* **Exercise**
In the reflection on the Covenant of Love, who gave the series of talks on Fr. Kentenich to the Schoenstatt Family in Johannesburg?

Posted On 2011-06-29 In Something to think about

Living the Covenant of Love with and for the Schoenstatt Family

Sarah-Leah Pimentel. During a series of talks on Fr. Kentenich given by Fr. Werner Kuller a few weeks ago to the Schoenstatt Family in Johannesburg, we received an invitation: to make a Covenant of Love with our father and founder.

 

 

 

 

While many of our Union branches have already done this, it was a novel concept for many other members of our Family. One member asked: “Sometimes, the circumstances of our lives and our busyness make it difficult enough to live our Covenant of Love with the Blessed Mother. Do I really want to seal a Covenant of Love with Fr. Kentenich? That is yet another person that I need to remember in my daily prayers and spend time with him.”

This was the best question that anybody could have asked that weekend. It is a good question because it begs a far deeper reflection. On the surface, this question may point towards our imperfection in light of the exemplary life led by Fr. Kentenich, our inability to really accept our founder as someone who is very close to us, or a limit to the boundaries of our initial Covenant of Love. But as I went home, this question kept coming back to me and eventually I was asking the same question.

And then I realized that the issue was not so much about making a Covenant of Love with Fr. Kentenich as it was about the way in which we are living out our Covenant of Love with the Blessed Mother as well as with and for each other as a Schoenstatt Family, both locally and internationally.

Our Covenant of Love is not only a personal ‘contract’ between me and the Blessed Mother. It is an agreement that encompasses the entire heavenly realm as well as the entire earthly realm. We accept it that when we make our Covenant of Love, we seal it also with God the Father, Son and Holy Spirit. We enter into our Covenant of Love because we want to bring the joys and sufferings of our lives to our Mother in the Shrine as contributions to the Capital of Grace for the salvation of the world. This means that I make my Covenant of Love not only for myself, my self-sanctification and self-education, but primarily because I realize that my journey of faith is not a solitary one. It is a pilgrimage that I make together with my family members who are also living out their Covenant of Love.

* **Recorded data**
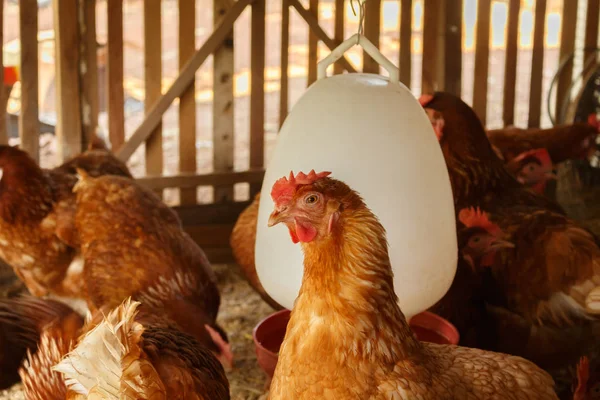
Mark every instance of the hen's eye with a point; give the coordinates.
(311, 199)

* **Problem solution**
Fr. Werner Kuller